Rewrite the records below as a JSON array of strings, one string per line, omitting blank lines and leaving the pictures out. Begin at the start of the records and continue through the line that contains "M 224 170 L", including that line.
── Information supplied
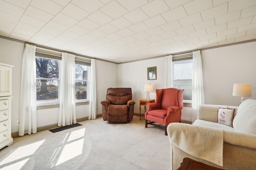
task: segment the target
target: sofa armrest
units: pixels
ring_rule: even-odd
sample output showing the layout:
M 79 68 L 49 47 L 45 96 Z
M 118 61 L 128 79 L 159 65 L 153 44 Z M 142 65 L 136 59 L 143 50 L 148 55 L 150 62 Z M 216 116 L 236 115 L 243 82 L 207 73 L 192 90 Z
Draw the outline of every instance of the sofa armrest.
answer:
M 220 108 L 227 108 L 226 106 L 202 104 L 199 106 L 197 119 L 218 122 L 218 111 Z

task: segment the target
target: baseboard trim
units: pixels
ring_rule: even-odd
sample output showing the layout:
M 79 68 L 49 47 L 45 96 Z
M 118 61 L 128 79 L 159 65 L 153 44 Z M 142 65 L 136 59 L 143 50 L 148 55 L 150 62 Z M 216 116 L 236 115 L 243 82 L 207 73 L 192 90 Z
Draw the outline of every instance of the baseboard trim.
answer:
M 97 117 L 99 117 L 102 116 L 102 114 L 99 114 L 97 115 Z M 86 117 L 81 117 L 80 118 L 76 119 L 76 121 L 80 122 L 81 121 L 85 121 L 87 120 L 89 120 L 88 116 Z M 47 125 L 46 126 L 41 126 L 40 127 L 38 127 L 36 129 L 37 132 L 40 132 L 41 131 L 44 131 L 47 130 L 51 129 L 52 129 L 56 128 L 56 127 L 59 127 L 58 125 L 58 123 L 52 124 L 52 125 Z M 25 134 L 25 135 L 28 135 L 27 134 Z M 19 137 L 19 132 L 16 132 L 12 133 L 12 137 L 13 138 Z

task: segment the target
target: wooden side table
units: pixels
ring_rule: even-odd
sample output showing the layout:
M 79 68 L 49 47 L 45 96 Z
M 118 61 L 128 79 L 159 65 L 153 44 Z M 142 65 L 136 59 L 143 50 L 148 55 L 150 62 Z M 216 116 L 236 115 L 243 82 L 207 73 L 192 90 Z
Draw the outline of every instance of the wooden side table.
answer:
M 150 103 L 154 103 L 155 100 L 154 99 L 148 99 L 146 100 L 146 99 L 142 99 L 140 100 L 140 120 L 141 120 L 140 117 L 141 116 L 141 114 L 140 113 L 141 111 L 141 106 L 144 106 L 144 109 L 145 109 L 145 112 L 146 112 L 146 106 L 147 105 L 147 104 Z
M 224 170 L 218 168 L 206 165 L 200 162 L 196 161 L 188 158 L 183 158 L 183 162 L 180 164 L 180 166 L 177 170 Z

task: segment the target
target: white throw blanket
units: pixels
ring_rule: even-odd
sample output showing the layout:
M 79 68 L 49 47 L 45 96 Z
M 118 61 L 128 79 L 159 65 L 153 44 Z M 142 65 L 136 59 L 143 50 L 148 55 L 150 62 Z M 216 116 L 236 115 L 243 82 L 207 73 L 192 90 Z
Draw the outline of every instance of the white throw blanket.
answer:
M 168 126 L 172 145 L 194 156 L 223 166 L 223 130 L 177 123 Z

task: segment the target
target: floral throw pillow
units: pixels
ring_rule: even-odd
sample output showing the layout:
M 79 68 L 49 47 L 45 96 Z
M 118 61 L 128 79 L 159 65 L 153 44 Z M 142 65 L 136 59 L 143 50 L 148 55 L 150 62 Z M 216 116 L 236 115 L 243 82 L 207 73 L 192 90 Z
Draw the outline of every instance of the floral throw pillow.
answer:
M 232 121 L 235 111 L 235 109 L 219 109 L 218 123 L 233 127 Z

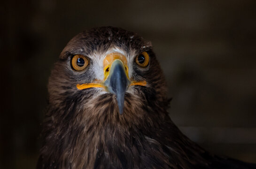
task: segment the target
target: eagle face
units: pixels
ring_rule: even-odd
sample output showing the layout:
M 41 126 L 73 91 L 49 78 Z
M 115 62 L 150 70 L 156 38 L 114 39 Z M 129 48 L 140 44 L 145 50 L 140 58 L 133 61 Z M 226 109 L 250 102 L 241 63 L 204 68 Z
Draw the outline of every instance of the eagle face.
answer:
M 68 43 L 52 72 L 48 90 L 53 107 L 68 113 L 74 108 L 72 115 L 104 118 L 97 122 L 103 123 L 139 125 L 148 121 L 148 105 L 166 107 L 164 79 L 151 43 L 110 27 L 84 31 Z

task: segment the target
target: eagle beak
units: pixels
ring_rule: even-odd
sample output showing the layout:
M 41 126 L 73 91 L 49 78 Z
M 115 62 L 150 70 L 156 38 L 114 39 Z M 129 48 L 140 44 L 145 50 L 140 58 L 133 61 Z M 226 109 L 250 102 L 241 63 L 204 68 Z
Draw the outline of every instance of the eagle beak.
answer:
M 115 60 L 112 63 L 104 84 L 109 92 L 116 96 L 120 115 L 124 111 L 125 92 L 130 84 L 124 63 L 119 59 Z
M 107 55 L 103 61 L 104 78 L 100 83 L 78 84 L 78 90 L 101 87 L 116 96 L 116 100 L 120 115 L 124 111 L 124 95 L 130 86 L 146 86 L 147 82 L 130 80 L 128 76 L 128 67 L 125 56 L 117 52 Z

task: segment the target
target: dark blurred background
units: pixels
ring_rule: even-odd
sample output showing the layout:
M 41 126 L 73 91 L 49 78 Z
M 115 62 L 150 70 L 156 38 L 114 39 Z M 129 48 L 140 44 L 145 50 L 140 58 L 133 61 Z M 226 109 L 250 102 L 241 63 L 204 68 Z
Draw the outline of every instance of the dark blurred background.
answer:
M 151 40 L 170 115 L 214 153 L 256 162 L 256 1 L 1 2 L 0 169 L 33 169 L 48 77 L 69 40 L 111 25 Z

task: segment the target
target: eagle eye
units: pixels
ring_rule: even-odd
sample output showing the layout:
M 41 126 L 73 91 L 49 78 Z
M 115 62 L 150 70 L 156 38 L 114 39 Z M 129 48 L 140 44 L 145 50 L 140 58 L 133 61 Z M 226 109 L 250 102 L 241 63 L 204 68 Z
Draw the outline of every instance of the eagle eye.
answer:
M 148 65 L 149 62 L 149 56 L 146 52 L 143 52 L 136 56 L 135 62 L 140 66 L 145 68 Z
M 82 54 L 76 54 L 72 58 L 71 64 L 74 69 L 77 71 L 83 70 L 89 64 L 89 60 Z

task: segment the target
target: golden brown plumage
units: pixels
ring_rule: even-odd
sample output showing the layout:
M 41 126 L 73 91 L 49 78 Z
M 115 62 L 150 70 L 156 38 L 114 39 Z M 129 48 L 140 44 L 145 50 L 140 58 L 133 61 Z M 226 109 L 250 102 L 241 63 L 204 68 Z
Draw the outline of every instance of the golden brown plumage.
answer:
M 121 61 L 111 57 L 104 65 L 109 54 Z M 78 54 L 88 59 L 82 70 L 83 60 L 71 61 Z M 212 155 L 179 131 L 166 111 L 151 43 L 133 32 L 107 27 L 75 37 L 55 64 L 48 92 L 38 169 L 256 168 Z

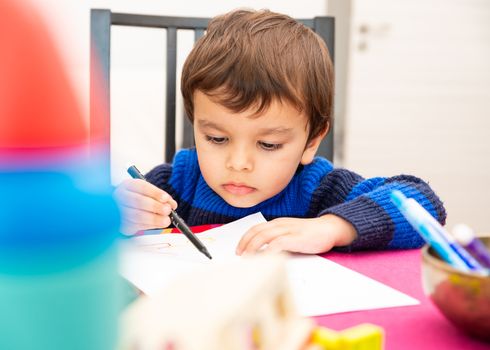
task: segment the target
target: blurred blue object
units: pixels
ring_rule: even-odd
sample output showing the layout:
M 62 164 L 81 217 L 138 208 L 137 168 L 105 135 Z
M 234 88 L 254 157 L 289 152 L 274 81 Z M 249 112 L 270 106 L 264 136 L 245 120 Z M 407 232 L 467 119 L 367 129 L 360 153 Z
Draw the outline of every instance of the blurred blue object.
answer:
M 121 308 L 110 188 L 0 172 L 0 349 L 113 349 Z

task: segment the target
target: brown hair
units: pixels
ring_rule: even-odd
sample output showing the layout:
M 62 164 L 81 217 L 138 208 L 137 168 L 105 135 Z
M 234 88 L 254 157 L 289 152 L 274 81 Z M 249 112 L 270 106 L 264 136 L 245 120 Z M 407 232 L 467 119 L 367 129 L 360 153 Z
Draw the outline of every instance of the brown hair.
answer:
M 309 118 L 309 140 L 329 127 L 333 68 L 324 41 L 289 16 L 236 10 L 213 18 L 184 64 L 184 108 L 194 120 L 199 90 L 233 112 L 260 113 L 274 99 Z

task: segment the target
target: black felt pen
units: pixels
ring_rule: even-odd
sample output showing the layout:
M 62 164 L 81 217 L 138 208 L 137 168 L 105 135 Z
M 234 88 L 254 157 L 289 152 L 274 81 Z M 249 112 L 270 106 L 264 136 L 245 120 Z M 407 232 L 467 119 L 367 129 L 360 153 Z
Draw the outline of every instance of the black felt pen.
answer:
M 133 179 L 141 179 L 141 180 L 146 181 L 143 174 L 141 174 L 140 171 L 138 170 L 138 168 L 136 168 L 134 165 L 131 165 L 130 167 L 128 167 L 128 173 L 129 173 L 129 175 L 131 175 L 131 177 Z M 189 226 L 187 226 L 187 224 L 184 222 L 184 219 L 182 219 L 173 210 L 170 212 L 169 216 L 170 216 L 170 220 L 172 220 L 172 223 L 175 225 L 175 227 L 177 227 L 180 230 L 180 232 L 182 232 L 184 234 L 184 236 L 186 236 L 189 239 L 189 241 L 191 241 L 191 243 L 194 245 L 194 247 L 196 247 L 197 250 L 199 250 L 201 253 L 206 255 L 209 259 L 212 259 L 211 254 L 209 254 L 209 252 L 206 249 L 206 247 L 204 246 L 204 244 L 202 244 L 202 242 L 196 237 L 196 235 L 194 235 L 194 233 L 192 233 Z

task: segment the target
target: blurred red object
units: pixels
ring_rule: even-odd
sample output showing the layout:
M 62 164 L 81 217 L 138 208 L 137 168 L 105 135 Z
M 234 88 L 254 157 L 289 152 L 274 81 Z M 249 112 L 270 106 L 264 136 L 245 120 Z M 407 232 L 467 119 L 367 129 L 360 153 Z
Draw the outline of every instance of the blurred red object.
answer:
M 0 151 L 79 147 L 88 128 L 42 19 L 0 1 Z

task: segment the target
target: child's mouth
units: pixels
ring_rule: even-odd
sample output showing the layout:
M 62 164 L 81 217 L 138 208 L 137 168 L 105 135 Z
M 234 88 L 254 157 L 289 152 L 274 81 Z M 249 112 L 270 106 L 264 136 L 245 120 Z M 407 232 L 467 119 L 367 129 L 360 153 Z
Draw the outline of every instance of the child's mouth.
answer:
M 224 184 L 225 191 L 234 195 L 245 195 L 255 191 L 255 188 L 246 185 Z

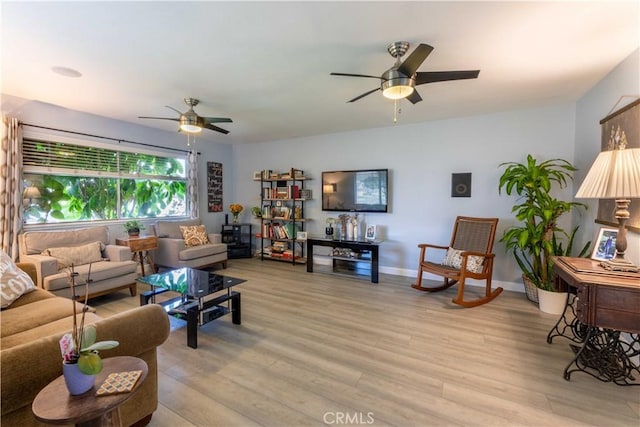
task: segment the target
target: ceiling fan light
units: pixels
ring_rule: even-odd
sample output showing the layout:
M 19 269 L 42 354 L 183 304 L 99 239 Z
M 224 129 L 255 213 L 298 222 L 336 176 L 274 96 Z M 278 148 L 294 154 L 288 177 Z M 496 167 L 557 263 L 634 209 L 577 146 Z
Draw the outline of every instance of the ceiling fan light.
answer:
M 182 130 L 183 132 L 189 132 L 189 133 L 202 132 L 202 128 L 195 125 L 180 125 L 180 130 Z
M 180 130 L 188 133 L 198 133 L 202 132 L 202 127 L 198 125 L 196 117 L 183 114 L 182 117 L 180 117 Z
M 389 99 L 402 99 L 413 93 L 415 80 L 399 73 L 395 68 L 383 74 L 382 95 Z
M 382 90 L 382 95 L 389 99 L 402 99 L 413 93 L 413 88 L 408 85 L 391 86 Z

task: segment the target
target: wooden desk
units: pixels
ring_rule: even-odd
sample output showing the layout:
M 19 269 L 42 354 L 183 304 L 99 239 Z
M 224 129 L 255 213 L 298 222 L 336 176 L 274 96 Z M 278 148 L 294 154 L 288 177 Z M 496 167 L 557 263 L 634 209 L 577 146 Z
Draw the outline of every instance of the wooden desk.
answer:
M 547 336 L 573 341 L 575 358 L 564 371 L 601 381 L 640 385 L 640 274 L 607 271 L 588 258 L 554 258 L 555 286 L 569 291 L 564 313 Z M 620 339 L 627 332 L 630 339 Z M 635 379 L 635 381 L 634 381 Z
M 146 260 L 151 266 L 151 272 L 156 272 L 156 266 L 153 264 L 153 259 L 149 251 L 158 249 L 158 238 L 156 236 L 139 236 L 139 237 L 126 237 L 116 239 L 116 245 L 128 246 L 133 252 L 133 259 L 140 260 L 140 269 L 142 270 L 142 276 L 146 276 L 144 272 L 144 261 Z
M 76 426 L 120 426 L 118 407 L 129 400 L 140 388 L 148 373 L 146 362 L 137 357 L 119 356 L 103 360 L 102 372 L 94 387 L 86 393 L 71 396 L 61 375 L 43 388 L 31 409 L 38 421 L 48 424 L 75 424 Z M 135 387 L 129 393 L 96 396 L 96 387 L 114 372 L 142 371 Z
────
- Answer for the task -
[
  "task: segment the target",
  "target: sofa armrest",
  "units: pixels",
  "ring_rule: even-odd",
  "sample output showing the layout:",
  "M 79 68 L 49 47 L 45 96 Z",
  "M 118 61 L 128 79 L 159 65 L 153 44 Z M 142 65 L 136 59 L 143 50 L 148 55 L 150 62 Z M 216 116 L 236 115 L 243 82 L 207 73 L 192 90 Z",
  "Draw the outline of every instance of the sofa armrest.",
  "answer:",
  "M 220 108 L 227 108 L 226 106 L 202 104 L 199 106 L 197 119 L 218 122 L 218 111 Z",
  "task: segment the target",
  "target: baseboard trim",
  "units: pixels",
  "ring_rule: even-odd",
  "sample output showing the layout:",
  "M 79 68 L 49 47 L 45 96 Z",
  "M 118 61 L 128 79 L 159 65 L 153 44 Z M 142 65 L 136 59 L 143 50 L 148 55 L 150 62 Z M 216 116 L 236 115 L 243 82 L 207 73 L 192 90 Z",
  "Draw the outline of every instance of the baseboard trim.",
  "answer:",
  "M 97 117 L 99 117 L 102 116 L 102 114 L 99 114 L 97 115 Z M 86 117 L 81 117 L 80 118 L 76 119 L 76 121 L 80 122 L 81 121 L 85 121 L 87 120 L 89 120 L 88 116 Z M 47 125 L 46 126 L 41 126 L 40 127 L 38 127 L 36 129 L 37 132 L 40 132 L 41 131 L 44 131 L 47 130 L 51 129 L 52 129 L 56 128 L 56 127 L 59 127 L 58 125 L 58 123 L 52 124 L 52 125 Z M 25 134 L 25 135 L 28 135 L 27 134 Z M 19 137 L 19 132 L 16 132 L 12 133 L 12 137 L 13 138 Z",
  "task: segment the target",
  "target: wooden side table",
  "units: pixels",
  "ring_rule: even-odd",
  "sample output showing the layout:",
  "M 79 68 L 49 47 L 45 96 Z",
  "M 118 61 L 128 79 L 159 65 L 153 44 Z M 142 65 L 136 59 L 143 50 L 148 55 L 150 62 Z M 216 116 L 236 115 L 243 82 L 207 73 L 192 90 Z",
  "Draw the outline of every instance of the wooden side table.",
  "answer:",
  "M 150 103 L 154 103 L 155 100 L 154 99 L 148 99 L 146 100 L 146 99 L 142 99 L 140 100 L 140 120 L 141 120 L 140 117 L 141 116 L 141 114 L 140 113 L 141 111 L 141 106 L 144 106 L 144 109 L 145 109 L 145 112 L 146 112 L 146 106 L 147 105 L 147 104 Z",
  "M 224 170 L 218 168 L 206 165 L 200 162 L 196 161 L 188 158 L 183 158 L 183 162 L 180 164 L 180 166 L 177 170 Z"
]